As the one or more thiosulfonic acid compounds (hereafter merely referred to as a thiosulfonic acid for purposes of brevity) used as ingredient (d), which is the most characteristic feature of the present invention, there are those represented by the following general formula

RSO2 SM

wherein R represents (1) a substituted or unsubstituted aliphatic group or (2) a substituted or unsubstituted aryl group, and M represents a cation other than hydrogen. Particularly preferred are substituted or unsubstituted aryl groups for R and, for M, alkaline earth metal ions or alkali metal ions, with alkali metal ions generally being preferred to alkaline earth metal ions.

As to R and M in the above formula, those which are capable of more effectively providing the benefits of the present invention are the following atoms (ions or groups).

1. Regarding R

(1) Aliphatic groups

(i) Unsubstituted alkyl groups Alkyl groups having 22 or less carbon atoms are preferred. In particular, alkyl groups having 3-18 carbon atoms are preferred. Specific examples thereof include a hexyl group, a heptyl group, an ethylhexyl group, an octyl group, a nonyl group, a decyl group, a dodecyl group, a hexadecyl group, an octadecyl group, an eicosyl group, a docosyl group, a cyclohexyl group, a t-butyl group, etc.

◇ ◇ ◇ ◇

• Exercise 1
Rewrite the thiosulfonic acid excerpt from "(i) Unsubstituted alkyl" up to and including "t-butyl group, etc.", renaming "docosyl group" as "behenyl group".
• Exercise 2
List each distinct letter symbol that appears in the general formula given in the thiosulfonic acid excerpt.
• Exercise 3
Carry on the thiosulfonic acid excerpt from the point where it stops.
The items come from a source separate from the thiosulfonic acid excerpt.

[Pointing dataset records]
◇ ◇ ◇ ◇

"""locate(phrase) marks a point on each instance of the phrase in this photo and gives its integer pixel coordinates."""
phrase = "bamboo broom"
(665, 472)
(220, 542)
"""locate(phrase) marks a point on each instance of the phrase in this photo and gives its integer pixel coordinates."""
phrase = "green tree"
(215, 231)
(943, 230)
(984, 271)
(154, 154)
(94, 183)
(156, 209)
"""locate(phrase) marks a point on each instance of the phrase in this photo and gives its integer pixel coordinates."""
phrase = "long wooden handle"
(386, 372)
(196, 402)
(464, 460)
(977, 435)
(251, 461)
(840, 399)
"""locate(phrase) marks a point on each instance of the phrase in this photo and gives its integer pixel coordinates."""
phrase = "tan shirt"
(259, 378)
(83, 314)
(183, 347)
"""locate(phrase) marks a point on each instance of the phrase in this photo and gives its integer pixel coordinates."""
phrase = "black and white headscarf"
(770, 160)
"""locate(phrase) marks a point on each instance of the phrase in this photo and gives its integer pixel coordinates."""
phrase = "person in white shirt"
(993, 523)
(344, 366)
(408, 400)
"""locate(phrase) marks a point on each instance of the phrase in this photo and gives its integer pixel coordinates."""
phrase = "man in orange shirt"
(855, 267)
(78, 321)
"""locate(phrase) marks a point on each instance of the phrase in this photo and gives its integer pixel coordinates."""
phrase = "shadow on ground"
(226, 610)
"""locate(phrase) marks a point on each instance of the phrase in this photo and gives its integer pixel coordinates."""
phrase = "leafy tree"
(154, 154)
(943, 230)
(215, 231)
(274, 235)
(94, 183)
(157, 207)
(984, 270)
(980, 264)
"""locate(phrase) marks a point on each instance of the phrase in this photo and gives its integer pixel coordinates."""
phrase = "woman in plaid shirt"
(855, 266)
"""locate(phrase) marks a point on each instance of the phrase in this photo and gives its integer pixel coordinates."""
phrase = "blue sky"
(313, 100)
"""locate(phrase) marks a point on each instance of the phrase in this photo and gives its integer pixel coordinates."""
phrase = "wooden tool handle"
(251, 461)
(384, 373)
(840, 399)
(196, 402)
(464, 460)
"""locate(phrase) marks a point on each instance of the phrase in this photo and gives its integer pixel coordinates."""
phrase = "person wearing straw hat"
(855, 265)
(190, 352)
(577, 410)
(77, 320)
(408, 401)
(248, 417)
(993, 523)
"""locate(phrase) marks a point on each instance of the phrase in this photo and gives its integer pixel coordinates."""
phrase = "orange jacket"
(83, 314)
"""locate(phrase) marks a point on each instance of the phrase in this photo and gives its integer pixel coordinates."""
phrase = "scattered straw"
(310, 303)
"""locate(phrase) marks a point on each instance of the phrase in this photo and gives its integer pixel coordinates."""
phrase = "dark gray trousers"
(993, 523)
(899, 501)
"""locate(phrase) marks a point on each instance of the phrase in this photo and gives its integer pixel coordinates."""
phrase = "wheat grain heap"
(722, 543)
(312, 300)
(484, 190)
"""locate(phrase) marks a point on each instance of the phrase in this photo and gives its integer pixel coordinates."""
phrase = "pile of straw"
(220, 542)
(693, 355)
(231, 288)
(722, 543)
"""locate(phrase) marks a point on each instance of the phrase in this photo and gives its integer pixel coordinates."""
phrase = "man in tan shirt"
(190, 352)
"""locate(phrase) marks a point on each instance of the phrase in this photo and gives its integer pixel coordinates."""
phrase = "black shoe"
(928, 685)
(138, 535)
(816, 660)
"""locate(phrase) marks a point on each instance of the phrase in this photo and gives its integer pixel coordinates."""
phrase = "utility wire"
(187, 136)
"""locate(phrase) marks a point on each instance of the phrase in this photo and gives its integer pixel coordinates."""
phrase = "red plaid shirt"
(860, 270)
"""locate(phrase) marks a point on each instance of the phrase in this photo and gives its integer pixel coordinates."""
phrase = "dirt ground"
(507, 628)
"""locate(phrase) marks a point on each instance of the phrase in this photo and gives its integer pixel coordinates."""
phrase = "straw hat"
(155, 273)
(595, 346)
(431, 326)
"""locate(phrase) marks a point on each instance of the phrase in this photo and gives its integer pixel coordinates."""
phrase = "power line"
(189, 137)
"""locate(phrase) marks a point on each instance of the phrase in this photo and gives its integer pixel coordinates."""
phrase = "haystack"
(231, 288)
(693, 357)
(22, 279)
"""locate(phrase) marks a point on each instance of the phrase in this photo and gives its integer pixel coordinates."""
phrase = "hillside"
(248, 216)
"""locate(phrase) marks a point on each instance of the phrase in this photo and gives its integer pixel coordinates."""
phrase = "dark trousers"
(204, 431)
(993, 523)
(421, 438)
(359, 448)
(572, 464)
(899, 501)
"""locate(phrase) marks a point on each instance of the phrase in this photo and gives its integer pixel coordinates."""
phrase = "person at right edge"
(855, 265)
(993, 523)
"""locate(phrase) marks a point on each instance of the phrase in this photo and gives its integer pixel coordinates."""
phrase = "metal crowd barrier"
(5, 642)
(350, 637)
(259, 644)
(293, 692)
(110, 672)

◇ ◇ ◇ ◇

• Exercise response 1
(i) Unsubstituted alkyl groups Alkyl groups having 22 or less carbon atoms are preferred. In particular, alkyl groups having 3-18 carbon atoms are preferred. Specific examples thereof include a hexyl group, a heptyl group, an ethylhexyl group, an octyl group, a nonyl group, a decyl group, a dodecyl group, a hexadecyl group, an octadecyl group, an eicosyl group, a behenyl group, a cyclohexyl group, a t-butyl group, etc.

• Exercise response 2
R, S, O, M

• Exercise response 3
(ii) Substituted alkyl groups Substituted alkyl groups having 30 or less carbon atoms and having from 1 to 4 substituents are preferred, and substituted alkyl groups having 2-22 carbon atoms are particularly preferred, and substituent examples include alkoxy groups having 1-8 carbon atoms (e.g., a methoxy group, an ethoxy group, a propoxy group, a butoxy group, a hexyloxy group, etc.), aryl groups having 6-18 carbon atoms (e.g., a phenyl group, a tolyl group, a xylyl group, a biphenylyl group, a t-butylphenyl group, a naphthyl group, a methylnaphthyl group, etc.), and the like.

(2) Aryl groups

(i) Unsubstituted aryl groups Those which have 6-30 carbon atoms, in particular 6-22 carbon atoms, are preferred. Specific examples include a phenyl group, a naphthyl group, an anthryl group, etc.

(ii) Substituted aryl groups The aryl moiety is the same as in item (2) (i) above, and specific examples of the substituents on the aryl moiety (the aryl moiety preferably having from 1 to 4 substituents) are: alkyl groups having 1-8 carbon atoms (a methyl group, an ethyl group, a propyl group, a butyl group, a hexyl group, etc.), alkyl groups having 1-8 carbon atoms and substituted with an aryl group (e.g., a 2-phenylethyl group, a 2-tolylethyl group, a benzyl group, etc.), aryl groups having 6-18 carbon atoms (e.g., a phenyl group, a naphthyl group, a tolyl group, a xylyl group, a biphenyl group, etc.), substituted aryl groups (substituted by an alkyl group, preferably an alkyl group having from 1 to 8 carbon atoms, an aryl group, preferably an aryl group having 6 to 18 carbon atoms or the like), a hydroxy group, a halogen atom, (a chlorine atom, a bromine atom, etc.), an alkoxy group having 1-8 carbon atoms (e.g., a methoxy group, an ethoxy group, a propoxy group, a hexyloxy group, etc.), and acyl groups having 1-8 carbon atoms (e.g., an acetyl group, a propionyl group, a butyryl group, a valeryl group, etc.).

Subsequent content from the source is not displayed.